* _Text_:
=====

NOTICE IS HEREBY GIVEN THAT the Annual General Meeting of the Company will be held at Jade Ballroom I, 3rd Floor, Hotel Furama, Hong Kong, 1 Connaught Road Central, Hong Kong on Monday, 19th June 2000 at 10:30 a.m. for the following purposes:
1. To receive and consider the audited accounts and the reports of the directors and auditors for the year ended 31st December 1999.
2. To elect directors and to authorise the board to fix directors' remuneration.
3. To re-appoint auditors and to authorise the board to fix their remuneration.
4. As special business to consider and, if thought fit, to pass the following resolutions as Ordinary Resolutions:
A. "THAT
(a) subject to sub-paragraph (b) hereof, the exercise by the directors of the Company during the Relevant Period (as defined in sub-paragraph (c) hereof) of all the powers of the Company to repurchase its own shares of the Company ("Shares") on The Stock Exchange of Hong Kong Limited (the "Stock Exchange") or any other stock exchange on which the securities of the Company may be listed and recognised by the Securities and Futures Commission and the Stock Exchange for this purpose, subject to and in accordance with all applicable laws and the requirements of the Rules Governing the Listing of Securities on the Stock Exchange (the "Listing Rules") or of any other stock exchange as amended from time to time, be and is hereby generally and unconditionally approved;
(b) the aggregate nominal amount of Shares of the Company which may be purchased by the Company pursuant to the approval in sub-paragraph (a) hereof shall not exceed 10 per cent of the aggregate nominal amount of the share capital of the Company in issue as at the date of passing of this Resolution, and the said approval shall be limited accordingly; and
(c) for the purpose of this Resolution:
"Relevant Period" means the period from the passing of this Resolution until whichever is the earliest of:
(i) the conclusion of the next annual general meeting of the Company;
(ii) the expiration of the period within which the next annual general meeting of the Company is required by the Articles of Association of the Company or any applicable laws of Hong Kong to be held; and
(iii) the revocation or variation of the authority given under this Resolution by an ordinary resolution of the shareholders of the Company in general meeting."

=====

* _Problem details_:
From the meeting notice, extract the passage that begins with the words containing "2. To elect" and ends with "fix their remuneration.". The material after this point has no connection to the meeting notice.

* _Data lines_:

=====

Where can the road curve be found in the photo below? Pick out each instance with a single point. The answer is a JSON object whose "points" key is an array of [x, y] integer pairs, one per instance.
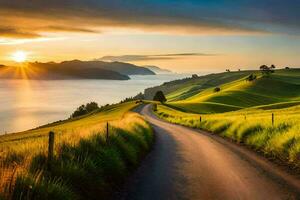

=====

* _Answer in full_:
2. To elect directors and to authorise the board to fix directors' remuneration.
3. To re-appoint auditors and to authorise the board to fix their remuneration.